Extend the passage on Extension and small rural businesses, picking up right after its last sentence.

## GIVEN PASSAGE
§ §

The economy-wide interest in small business and entrepreneurial support may be at an all-time high, and we can be optimistic that the level of financial support for these programs from federal and, in some many cases, state sources is rising. Furthermore, Extension is undergoing pressure to become more relevant, to address broader societal issues, and to become more cost effective. Certainly, Extension needs something like a small business program, as much as small business needs something like Extension.

From the rural community's perspective, the role of small rural business (SRBs) will be determined by the availability and quality of certain fundamental ingredients including innovation, entrepreneurship, the pool of business skills, leadership, infrastructure, and financing. Extension can play a key role in each of these areas.

Recent research points out the special needs of small rural businesses:

  1. Few small rural entrepreneurs have a good objective picture of the financial condition of their businesses.

  2. The managerial sophistication of small rural businesspeople varies considerably among firms.

§ §

## Saved entries
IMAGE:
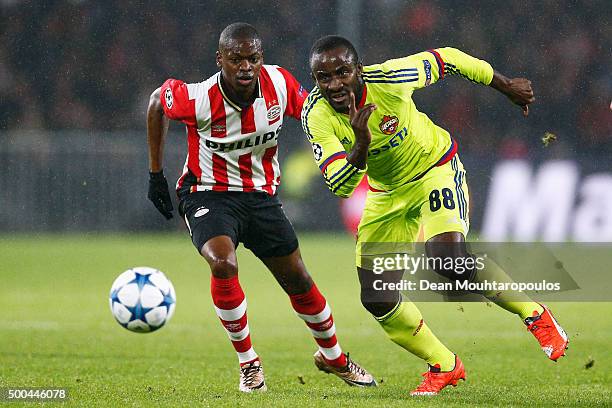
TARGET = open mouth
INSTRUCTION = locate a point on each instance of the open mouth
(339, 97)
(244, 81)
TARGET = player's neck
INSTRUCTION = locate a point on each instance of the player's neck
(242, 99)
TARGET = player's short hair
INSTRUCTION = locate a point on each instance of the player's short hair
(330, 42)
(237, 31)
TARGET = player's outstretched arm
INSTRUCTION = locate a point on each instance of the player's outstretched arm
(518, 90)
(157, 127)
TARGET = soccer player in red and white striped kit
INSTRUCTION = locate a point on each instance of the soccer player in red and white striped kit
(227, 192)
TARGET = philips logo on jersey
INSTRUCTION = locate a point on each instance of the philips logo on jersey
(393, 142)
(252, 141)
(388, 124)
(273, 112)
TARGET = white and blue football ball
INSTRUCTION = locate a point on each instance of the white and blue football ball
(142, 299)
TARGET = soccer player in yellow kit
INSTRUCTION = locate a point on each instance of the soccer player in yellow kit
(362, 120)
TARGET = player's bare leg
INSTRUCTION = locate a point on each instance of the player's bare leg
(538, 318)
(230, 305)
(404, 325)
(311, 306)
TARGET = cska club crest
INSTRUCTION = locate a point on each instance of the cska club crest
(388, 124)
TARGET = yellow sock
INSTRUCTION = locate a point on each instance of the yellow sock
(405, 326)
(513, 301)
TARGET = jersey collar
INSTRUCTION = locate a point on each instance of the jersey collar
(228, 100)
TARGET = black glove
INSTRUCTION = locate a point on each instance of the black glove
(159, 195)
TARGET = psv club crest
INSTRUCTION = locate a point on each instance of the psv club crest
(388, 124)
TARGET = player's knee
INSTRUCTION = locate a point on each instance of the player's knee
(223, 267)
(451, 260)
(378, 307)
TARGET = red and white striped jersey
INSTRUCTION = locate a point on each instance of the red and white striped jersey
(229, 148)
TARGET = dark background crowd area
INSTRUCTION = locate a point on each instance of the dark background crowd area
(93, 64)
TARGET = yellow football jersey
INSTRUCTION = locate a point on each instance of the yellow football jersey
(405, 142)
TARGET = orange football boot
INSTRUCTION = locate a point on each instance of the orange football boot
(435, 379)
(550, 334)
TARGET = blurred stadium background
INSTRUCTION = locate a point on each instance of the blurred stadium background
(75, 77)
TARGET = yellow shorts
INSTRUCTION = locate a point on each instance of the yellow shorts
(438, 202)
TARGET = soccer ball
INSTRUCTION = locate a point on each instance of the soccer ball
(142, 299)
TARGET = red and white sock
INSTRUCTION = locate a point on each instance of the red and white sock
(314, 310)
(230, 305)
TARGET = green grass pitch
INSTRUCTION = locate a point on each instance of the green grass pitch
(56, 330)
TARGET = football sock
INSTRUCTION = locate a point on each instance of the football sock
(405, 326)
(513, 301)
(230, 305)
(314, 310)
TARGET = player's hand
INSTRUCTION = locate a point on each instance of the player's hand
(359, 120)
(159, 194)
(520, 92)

§ §

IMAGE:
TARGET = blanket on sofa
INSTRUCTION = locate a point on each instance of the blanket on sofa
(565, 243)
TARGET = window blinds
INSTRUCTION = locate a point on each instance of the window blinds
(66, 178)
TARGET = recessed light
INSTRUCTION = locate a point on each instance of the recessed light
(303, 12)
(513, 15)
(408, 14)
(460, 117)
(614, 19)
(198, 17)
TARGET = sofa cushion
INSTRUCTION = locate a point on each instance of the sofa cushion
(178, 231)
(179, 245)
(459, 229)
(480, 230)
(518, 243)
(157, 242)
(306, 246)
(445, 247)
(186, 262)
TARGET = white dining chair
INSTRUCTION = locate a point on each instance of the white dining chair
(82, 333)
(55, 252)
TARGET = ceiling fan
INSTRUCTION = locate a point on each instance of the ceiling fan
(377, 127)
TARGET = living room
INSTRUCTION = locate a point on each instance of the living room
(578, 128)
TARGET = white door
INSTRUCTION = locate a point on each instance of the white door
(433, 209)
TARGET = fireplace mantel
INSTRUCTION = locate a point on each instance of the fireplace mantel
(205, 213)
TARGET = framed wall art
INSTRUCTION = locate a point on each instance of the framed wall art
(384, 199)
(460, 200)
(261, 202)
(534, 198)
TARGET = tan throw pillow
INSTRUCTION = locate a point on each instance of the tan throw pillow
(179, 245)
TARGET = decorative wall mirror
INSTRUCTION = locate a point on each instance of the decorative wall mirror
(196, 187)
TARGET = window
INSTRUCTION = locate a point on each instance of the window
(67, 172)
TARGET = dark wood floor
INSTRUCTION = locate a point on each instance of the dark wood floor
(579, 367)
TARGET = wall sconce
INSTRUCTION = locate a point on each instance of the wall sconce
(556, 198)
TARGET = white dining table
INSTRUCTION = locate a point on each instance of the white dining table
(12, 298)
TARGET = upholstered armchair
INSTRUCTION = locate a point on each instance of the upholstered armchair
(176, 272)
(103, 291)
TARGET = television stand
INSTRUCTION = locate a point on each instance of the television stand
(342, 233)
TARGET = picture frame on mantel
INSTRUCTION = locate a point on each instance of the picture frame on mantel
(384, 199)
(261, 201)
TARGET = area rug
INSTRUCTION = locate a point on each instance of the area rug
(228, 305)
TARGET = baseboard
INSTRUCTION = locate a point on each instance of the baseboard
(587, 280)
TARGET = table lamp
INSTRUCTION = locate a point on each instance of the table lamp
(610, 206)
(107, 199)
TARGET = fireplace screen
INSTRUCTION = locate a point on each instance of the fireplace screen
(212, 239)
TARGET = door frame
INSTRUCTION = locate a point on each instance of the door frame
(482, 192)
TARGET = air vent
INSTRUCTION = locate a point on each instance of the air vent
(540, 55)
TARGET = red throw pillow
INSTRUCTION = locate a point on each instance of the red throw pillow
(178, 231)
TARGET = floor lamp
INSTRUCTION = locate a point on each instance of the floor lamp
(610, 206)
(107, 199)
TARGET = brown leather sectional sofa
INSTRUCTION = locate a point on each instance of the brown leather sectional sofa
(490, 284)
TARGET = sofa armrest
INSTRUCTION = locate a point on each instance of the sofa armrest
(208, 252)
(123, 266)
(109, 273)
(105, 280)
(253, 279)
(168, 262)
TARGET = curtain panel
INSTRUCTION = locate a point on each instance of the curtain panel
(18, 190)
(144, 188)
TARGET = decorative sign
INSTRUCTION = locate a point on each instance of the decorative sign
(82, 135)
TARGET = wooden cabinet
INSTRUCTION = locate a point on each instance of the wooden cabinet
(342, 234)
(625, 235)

§ §

## TASK RESULT
  3. "There is...a critical need to develop a financial management information system that is relevant to small businesses and useful for training."2

The pool of business skills (including management, finance, and marketing) among small rural businesses is clearly expandable through educational programs. Furthermore, the incidence and success of entrepreneurial activities could also be influenced through appropriate programs.

What Role Could Extension Play?

To evaluate the potential for an expanded role for Extension in small business and entrepreneurship education, we must address the following questions:

  1. What's the potential demand for entrepreneurship education, and how do we get the attention of small businesses?

  2. How much educational material exists, how much must be adapted, and how much must be developed?

  3. Is the material in the right form (length, appearance, format, media, cost) to be effective for this audience?

  4. Who are potential collaborators and competitors in this process?

  5. What obstacles must be overcome to be effective- institutional rigidity within the university and/or at the local level, resistance from agricultural organizations, turf battles with other institutions?

  6. What kind of support will be needed from the teaching and research components of our departments and universities?

  7. What resources (human and financial) will be needed and where do we get them-from new sources or from reallocations from existing programs?

  8. When reallocating human resources, how do we make any necessary career shifts attractive?

  9. What kinds of programs (inservice training, study leaves) are needed to expedite the transition?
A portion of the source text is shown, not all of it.